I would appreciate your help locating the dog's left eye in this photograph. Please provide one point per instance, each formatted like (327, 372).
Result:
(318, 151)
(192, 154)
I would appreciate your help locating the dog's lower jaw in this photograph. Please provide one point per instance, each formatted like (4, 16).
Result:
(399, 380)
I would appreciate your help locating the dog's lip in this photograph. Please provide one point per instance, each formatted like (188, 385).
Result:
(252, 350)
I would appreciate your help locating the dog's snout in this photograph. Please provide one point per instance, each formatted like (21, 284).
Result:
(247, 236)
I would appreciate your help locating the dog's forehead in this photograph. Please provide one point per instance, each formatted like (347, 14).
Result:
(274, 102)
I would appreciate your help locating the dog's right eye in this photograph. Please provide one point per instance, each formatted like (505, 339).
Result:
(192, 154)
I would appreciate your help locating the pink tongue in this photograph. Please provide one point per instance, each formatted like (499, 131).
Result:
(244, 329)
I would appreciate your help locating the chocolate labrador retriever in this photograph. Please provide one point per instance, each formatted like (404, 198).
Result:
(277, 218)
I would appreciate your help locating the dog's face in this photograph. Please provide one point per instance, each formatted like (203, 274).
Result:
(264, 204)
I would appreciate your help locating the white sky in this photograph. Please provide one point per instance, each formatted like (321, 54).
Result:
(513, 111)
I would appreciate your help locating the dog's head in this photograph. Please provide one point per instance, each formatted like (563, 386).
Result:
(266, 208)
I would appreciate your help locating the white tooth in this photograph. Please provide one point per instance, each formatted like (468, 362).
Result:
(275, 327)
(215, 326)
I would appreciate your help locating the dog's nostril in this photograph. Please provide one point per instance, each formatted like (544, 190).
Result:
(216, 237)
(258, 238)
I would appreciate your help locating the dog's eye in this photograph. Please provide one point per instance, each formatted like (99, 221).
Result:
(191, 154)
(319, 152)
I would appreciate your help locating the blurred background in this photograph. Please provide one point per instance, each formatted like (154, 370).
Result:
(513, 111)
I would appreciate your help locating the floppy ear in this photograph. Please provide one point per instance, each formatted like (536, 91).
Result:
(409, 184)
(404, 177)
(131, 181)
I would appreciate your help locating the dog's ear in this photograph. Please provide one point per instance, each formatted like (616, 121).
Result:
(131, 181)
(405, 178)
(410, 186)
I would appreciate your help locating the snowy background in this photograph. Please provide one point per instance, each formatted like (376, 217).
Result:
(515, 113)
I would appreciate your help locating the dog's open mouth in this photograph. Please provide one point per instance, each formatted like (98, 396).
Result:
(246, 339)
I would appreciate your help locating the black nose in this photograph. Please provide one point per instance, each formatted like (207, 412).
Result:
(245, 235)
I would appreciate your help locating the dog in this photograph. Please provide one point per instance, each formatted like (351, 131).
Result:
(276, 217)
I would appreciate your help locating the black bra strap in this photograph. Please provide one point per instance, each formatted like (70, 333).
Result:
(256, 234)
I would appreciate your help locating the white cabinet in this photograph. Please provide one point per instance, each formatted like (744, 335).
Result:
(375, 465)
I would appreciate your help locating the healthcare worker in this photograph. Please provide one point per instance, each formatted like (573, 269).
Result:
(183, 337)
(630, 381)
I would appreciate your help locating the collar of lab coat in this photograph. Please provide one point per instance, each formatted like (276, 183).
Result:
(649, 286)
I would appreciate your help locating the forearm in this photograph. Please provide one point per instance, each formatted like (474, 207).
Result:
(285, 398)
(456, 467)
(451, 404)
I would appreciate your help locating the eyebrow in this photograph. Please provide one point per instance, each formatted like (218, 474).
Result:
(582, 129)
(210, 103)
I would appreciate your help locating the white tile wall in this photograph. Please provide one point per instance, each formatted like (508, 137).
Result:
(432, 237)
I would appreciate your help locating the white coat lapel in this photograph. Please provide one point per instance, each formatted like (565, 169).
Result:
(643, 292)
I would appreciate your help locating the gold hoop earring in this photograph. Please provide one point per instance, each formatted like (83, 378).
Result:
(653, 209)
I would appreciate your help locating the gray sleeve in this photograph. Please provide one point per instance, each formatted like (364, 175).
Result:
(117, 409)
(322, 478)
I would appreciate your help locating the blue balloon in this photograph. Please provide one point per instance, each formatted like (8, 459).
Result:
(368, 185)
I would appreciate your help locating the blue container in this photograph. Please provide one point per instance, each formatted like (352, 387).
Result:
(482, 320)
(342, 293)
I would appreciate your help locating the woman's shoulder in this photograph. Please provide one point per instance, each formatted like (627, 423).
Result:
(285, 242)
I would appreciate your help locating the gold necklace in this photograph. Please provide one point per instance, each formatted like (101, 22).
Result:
__________
Goal of the exercise » Each line above with the string "black" in it should be located and copied.

Written response »
I would appreciate your help locating the black nose in this photograph. Please provide one point per instance, each formatted like (207, 412).
I would appreciate your help locating the black bra strap in this photograph. Please provide one point per instance, each formatted like (70, 333).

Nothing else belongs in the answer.